=== EXTRACT ===

Riders wait for the St. Louis light rail. The transit authority is considering building health clinics at some transit stops.
Dourrie Bouscaren
/
St. Louis Public Radio
Riders wait for the Metro train at a station beneath Grand Avenue in Midtown St. Louis.

Two Metro passes and a flu shot, please.

The company that operates Metro Transit St. Louis – the public transit system for the city and surrounding area – is looking into the possibility of building health clinics at light rail stops, particularly in low-income areas north of the city. Project manager John Wagner says the concept makes sense; the stops are easy to get to, there’s parking and they get a lot of foot traffic.

This story was produced by St. Louis Public Radio.

“It would be using existing infrastructure that’s already in place,” Wagner said. “We couldn’t find any negative aspects of it.”

The Missouri Foundation for Health has awarded a $41,900 grant to the Bi-State Development Agency, of which Metro Transit St. Louis is a part, so its research arm can conduct a feasibility study for the concept. Wagner says he is looking into which stops would work best, where funding could come from and what services would be provided. The agency is particularly interested in north St. Louis County, where access to healthcare is limited.

“Be it a pharmacy, a dentist, an optometrist in addition to regular medical care … as well as what form it would take. Would it be in the form of a mobile unit, or a more permanent bricks and mortar type structure or perhaps something in between?” Wagner said.

=== TASK DIRECTIONS ===
Write out the passage of the transit clinic article between "Dourrie Bouscaren" and "Louis Public Radio.", inclusive, word for word.

Dataset items:
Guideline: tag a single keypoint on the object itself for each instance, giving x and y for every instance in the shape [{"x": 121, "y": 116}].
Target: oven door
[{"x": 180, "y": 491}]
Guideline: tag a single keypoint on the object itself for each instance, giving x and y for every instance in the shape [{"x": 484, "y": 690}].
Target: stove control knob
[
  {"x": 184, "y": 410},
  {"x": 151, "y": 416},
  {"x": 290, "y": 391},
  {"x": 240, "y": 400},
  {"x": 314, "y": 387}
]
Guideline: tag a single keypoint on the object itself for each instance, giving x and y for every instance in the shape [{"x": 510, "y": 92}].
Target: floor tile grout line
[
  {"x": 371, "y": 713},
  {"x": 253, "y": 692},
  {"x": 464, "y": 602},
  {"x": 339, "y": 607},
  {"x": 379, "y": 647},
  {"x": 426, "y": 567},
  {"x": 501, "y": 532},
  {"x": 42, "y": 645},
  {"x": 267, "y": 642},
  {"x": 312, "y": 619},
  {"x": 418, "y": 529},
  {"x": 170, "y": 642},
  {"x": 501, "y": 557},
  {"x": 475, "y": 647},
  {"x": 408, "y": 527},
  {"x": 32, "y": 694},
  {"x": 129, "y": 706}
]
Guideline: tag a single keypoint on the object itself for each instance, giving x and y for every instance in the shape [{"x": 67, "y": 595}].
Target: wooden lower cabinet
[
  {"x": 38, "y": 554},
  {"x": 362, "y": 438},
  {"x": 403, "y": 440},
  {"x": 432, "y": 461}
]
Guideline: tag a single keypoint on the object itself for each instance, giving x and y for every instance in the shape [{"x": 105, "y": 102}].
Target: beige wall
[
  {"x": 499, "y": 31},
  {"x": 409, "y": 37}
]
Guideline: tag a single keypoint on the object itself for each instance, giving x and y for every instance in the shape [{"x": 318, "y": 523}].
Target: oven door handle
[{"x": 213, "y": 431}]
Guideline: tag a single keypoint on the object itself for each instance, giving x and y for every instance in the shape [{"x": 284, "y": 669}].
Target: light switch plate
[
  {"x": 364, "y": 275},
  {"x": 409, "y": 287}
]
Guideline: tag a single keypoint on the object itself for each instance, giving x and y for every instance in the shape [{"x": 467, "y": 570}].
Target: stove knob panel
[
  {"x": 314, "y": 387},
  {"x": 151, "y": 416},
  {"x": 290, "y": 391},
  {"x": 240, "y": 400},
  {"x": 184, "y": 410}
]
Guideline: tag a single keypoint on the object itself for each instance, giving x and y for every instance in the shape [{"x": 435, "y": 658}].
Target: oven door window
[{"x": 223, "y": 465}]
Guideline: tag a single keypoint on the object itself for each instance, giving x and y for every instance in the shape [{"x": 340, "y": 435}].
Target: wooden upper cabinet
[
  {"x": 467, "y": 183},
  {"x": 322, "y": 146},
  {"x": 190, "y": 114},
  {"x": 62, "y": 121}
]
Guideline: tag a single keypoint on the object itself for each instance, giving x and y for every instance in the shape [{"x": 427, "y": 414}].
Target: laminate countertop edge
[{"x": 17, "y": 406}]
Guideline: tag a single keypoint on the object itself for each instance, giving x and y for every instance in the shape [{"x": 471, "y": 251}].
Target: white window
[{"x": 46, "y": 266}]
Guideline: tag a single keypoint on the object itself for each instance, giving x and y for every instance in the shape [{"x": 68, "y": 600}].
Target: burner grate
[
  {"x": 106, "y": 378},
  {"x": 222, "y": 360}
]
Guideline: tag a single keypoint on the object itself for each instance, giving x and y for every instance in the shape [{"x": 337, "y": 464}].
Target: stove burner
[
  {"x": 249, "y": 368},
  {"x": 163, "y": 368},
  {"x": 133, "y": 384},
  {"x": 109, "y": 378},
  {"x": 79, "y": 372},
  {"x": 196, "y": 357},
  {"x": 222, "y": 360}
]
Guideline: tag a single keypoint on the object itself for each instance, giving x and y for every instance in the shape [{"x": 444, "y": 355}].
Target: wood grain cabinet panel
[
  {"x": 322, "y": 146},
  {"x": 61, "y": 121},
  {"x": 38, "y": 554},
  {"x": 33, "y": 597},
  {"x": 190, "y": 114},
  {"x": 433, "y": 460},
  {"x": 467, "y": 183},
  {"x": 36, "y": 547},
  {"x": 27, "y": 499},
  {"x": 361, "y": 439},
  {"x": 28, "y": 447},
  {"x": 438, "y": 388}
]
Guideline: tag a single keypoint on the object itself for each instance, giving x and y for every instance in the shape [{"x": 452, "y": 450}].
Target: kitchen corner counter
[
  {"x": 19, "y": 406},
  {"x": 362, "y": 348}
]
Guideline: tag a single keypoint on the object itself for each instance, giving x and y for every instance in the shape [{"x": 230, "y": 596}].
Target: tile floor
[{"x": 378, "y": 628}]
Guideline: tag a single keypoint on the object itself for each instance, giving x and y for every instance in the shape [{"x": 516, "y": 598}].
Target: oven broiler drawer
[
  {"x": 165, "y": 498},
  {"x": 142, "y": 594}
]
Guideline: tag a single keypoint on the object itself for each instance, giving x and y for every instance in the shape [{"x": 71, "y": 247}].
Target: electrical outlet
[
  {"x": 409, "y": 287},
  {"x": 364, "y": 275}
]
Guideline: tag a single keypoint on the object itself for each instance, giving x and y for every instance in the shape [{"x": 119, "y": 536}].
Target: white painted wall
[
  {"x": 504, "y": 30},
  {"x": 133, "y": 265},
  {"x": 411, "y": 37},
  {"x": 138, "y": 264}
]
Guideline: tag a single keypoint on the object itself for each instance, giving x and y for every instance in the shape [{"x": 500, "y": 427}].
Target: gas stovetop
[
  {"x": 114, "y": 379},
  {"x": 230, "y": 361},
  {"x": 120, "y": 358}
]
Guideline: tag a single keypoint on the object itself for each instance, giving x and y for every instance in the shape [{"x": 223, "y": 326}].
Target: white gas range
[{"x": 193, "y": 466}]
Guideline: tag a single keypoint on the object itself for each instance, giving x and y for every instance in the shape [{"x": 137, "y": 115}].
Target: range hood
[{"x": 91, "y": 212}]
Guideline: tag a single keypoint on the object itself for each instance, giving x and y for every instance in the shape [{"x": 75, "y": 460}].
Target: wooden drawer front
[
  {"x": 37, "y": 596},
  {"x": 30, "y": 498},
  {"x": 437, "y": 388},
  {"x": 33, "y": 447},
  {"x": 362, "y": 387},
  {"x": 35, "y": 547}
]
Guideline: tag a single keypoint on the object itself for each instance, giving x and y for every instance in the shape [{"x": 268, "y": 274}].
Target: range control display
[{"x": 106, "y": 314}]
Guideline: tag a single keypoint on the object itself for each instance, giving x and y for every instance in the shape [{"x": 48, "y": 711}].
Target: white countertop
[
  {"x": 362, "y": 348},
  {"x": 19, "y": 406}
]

=== ANSWER BOX ===
Dourrie Bouscaren
/
St. Louis Public Radio
Riders wait for the Metro train at a station beneath Grand Avenue in Midtown St. Louis.

Two Metro passes and a flu shot, please.

The company that operates Metro Transit St. Louis – the public transit system for the city and surrounding area – is looking into the possibility of building health clinics at light rail stops, particularly in low-income areas north of the city. Project manager John Wagner says the concept makes sense; the stops are easy to get to, there’s parking and they get a lot of foot traffic.

This story was produced by St. Louis Public Radio.